About this task -
If a line of the data below holds the string "phrase", copy it.

Given data -
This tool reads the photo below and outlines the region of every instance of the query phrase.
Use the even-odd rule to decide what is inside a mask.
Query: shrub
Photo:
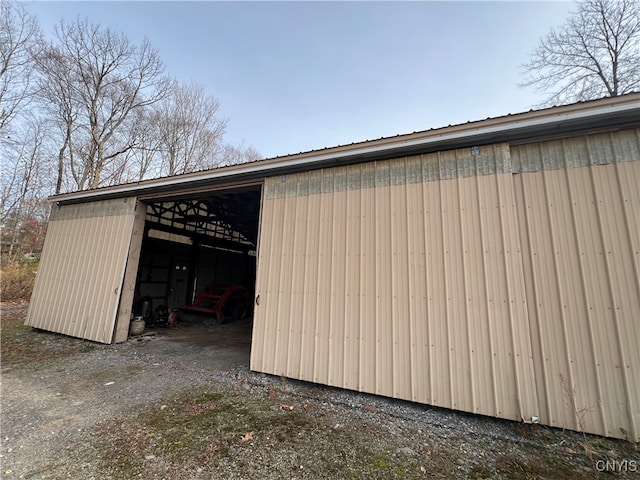
[[[2,301],[28,301],[33,291],[37,269],[37,261],[3,262],[0,273],[0,298]]]

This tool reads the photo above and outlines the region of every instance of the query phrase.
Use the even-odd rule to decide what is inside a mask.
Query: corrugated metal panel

Result for this task -
This tool reads the photo below and outlines the region of every instance of the query phrase.
This tool reads the photo above and outlines the region of every instance of the query phrase.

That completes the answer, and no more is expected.